Chairman Rockefeller Probes McDonald's Health Care Plan

October 1, 2010

Chairman RockefellerWASHINGTON, D.C.—Senator John D. (Jay) Rockefeller IV, Chairman of the U.S. Senate Committee on Commerce, Science, and Transportation, sent a letter today to Scott Beacham, the President and Chief Executive of BCS Financial Corporation, asking for more information about the insurance products his company sells to McDonald’s hourly wage employees.

The letter comes on the heels of a recent Wall Street Journal story which reported that McDonald’s Corp. had warned federal regulators that it could drop its health insurance plan for nearly 30,000 hourly restaurant workers.

Chairman Rockefeller’s letter follows:

Dear Mr. Beacham:

According to a recent story in the Wall Street Journal, your company sells one or more health insurance products to hourly wage employees of McDonald’s restaurants. I am writing to request more information about these products.

According to the Journal story, McDonald’s recently wrote a memo to the Department of Health and Human Services (HHS) warning that your company would not be able to meet the new minimum loss ratio requirements that were part of the new Patient Protection and Affordable Care Act (ACA) law. This law requires insurers in the individual and small group markets to pay rebates if they spend less than 80% of their customers’ premium dollars on medical care; in the large group market, the minimum ratio is 85%. The purpose of this provision is to make sure that most of consumers’ insurance premiums are going to pay for medical care, not insurers’ administrative costs and profits.

If the information in the story is correct, your company is apparently spending a significantly lower percentage of McDonald’s employees’ health care premiums on their medical care than the benchmarks established in ACA. If this is the case, McDonald’s hourly wage workers are setting aside portions of their paychecks for an insurance product that may not be providing them a good value.

SUPPLIED RECORDS
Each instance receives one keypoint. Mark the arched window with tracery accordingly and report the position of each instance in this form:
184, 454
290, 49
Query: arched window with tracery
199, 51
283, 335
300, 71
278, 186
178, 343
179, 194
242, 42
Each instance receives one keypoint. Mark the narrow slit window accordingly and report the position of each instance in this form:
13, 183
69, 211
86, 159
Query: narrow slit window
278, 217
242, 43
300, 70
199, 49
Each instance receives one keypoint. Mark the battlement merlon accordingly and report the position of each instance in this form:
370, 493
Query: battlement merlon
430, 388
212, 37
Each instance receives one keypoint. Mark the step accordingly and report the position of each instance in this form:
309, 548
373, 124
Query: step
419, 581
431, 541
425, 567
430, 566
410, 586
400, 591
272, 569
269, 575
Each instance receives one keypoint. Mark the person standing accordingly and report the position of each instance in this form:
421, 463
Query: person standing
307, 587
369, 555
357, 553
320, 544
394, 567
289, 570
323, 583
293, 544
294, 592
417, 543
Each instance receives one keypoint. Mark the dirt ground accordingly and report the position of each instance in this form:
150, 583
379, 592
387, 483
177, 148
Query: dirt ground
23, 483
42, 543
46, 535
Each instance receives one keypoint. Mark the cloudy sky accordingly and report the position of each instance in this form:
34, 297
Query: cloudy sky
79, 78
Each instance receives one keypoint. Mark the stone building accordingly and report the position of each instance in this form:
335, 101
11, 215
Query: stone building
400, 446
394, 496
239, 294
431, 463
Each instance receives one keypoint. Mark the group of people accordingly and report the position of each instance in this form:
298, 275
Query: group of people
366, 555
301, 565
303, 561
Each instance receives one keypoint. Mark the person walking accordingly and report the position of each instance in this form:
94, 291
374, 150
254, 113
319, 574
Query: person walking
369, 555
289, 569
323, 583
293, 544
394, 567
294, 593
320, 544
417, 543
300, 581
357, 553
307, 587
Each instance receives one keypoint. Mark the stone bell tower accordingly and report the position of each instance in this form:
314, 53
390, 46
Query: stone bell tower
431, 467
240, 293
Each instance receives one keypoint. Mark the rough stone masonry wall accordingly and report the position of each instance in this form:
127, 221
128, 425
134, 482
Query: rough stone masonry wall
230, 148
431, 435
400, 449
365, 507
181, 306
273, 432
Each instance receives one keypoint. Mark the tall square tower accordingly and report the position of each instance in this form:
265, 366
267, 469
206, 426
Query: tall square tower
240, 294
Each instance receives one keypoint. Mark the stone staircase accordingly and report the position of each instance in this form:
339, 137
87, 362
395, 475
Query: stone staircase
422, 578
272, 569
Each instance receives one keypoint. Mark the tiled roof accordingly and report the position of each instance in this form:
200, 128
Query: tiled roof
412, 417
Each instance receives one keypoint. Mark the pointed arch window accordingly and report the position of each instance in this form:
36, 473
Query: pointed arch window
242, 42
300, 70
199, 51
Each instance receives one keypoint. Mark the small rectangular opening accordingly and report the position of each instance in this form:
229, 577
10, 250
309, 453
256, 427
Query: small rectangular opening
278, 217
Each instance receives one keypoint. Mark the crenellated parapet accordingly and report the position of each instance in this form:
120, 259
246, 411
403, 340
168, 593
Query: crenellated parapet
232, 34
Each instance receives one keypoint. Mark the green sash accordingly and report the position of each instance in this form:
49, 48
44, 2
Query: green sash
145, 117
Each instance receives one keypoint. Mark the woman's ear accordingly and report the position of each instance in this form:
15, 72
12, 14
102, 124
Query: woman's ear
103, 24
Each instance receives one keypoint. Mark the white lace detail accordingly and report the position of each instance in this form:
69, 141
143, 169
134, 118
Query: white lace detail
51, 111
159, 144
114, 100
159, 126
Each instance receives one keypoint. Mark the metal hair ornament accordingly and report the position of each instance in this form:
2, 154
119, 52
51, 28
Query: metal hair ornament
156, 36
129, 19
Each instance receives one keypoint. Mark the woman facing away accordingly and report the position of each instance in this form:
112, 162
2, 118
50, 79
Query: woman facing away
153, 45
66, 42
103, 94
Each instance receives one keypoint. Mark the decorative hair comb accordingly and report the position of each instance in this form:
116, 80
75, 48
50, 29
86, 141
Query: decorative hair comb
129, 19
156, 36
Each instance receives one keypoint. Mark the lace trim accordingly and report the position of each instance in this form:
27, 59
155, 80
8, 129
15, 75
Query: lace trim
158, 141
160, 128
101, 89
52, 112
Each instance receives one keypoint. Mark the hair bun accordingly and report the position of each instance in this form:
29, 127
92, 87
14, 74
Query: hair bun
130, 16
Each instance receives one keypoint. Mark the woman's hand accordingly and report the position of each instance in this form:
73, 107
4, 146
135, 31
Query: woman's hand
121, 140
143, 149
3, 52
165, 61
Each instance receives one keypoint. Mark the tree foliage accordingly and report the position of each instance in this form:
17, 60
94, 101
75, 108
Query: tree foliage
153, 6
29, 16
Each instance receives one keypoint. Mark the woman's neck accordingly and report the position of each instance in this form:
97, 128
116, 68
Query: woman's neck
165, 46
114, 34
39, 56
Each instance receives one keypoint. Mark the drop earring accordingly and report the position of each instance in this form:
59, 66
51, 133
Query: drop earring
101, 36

TASK TO COMPLETE
Can you continue the article on Chairman Rockefeller's probe of the McDonald's health care plan, picking up after its final sentence?

RESULT FOR THIS TASK
In addition to spending an insufficient portion of their premium dollars on medical care, the products BCS is selling to McDonald’s employees are not likely to protect them against the costs of a major health care episode. The $2,000 maximum annual coverage you apparently offer in your McDonald’s “Basic Plan” would not come close to covering the costs of hospital emergency services or the delivery of a child.

In order to help the Committee understand the costs and benefits of the insurance products you are selling to McDonald’s employees, I request the following information and documents:

1. Identify and describe the health insurance products BCS currently offers for sale to McDonald’s employees. This description should include the extent and limits of the coverage in each product, the time period employees must wait before the coverage goes into effect, the premiums McDonald’s employees pay for each product, and the co-payments, deductibles and other out-of-pocket costs McDonald’s employees pay under the terms of the products.

2. Provide copies of all materials and communications McDonald’s employees receive in connection to the marketing or purchase of BCS health insurance products, including all written disclosures of the products’ benefits, limitations, and costs, that McDonald’s employees receive both before and after they purchase the products.

3. Provide the number of McDonald’s employees who currently are covered by BCS health insurance products.

4. Describe the business arrangement under which McDonald’s allows BCS to sell health insurance products to McDonald’s employees.

5. For each of the last five calendar years, provide the following information:

  • the amount of premiums McDonald’s employees paid for coverage under BCS health insurance products;
  • the amount of all medical claims BCS has paid for health care services provided to McDonald’s employees;
  • the number of McDonald’s employees who were covered by BCS health insurance products at the end of each calendar year;
  • the number of McDonald’s employees covered by BCS products who made payment claims for health services;
  • the number of McDonald’s employees covered by BCS products who reached the products’ annual spending limits; and
  • the average time period McDonald’s employees were covered by BCS health insurance products before ending the coverage.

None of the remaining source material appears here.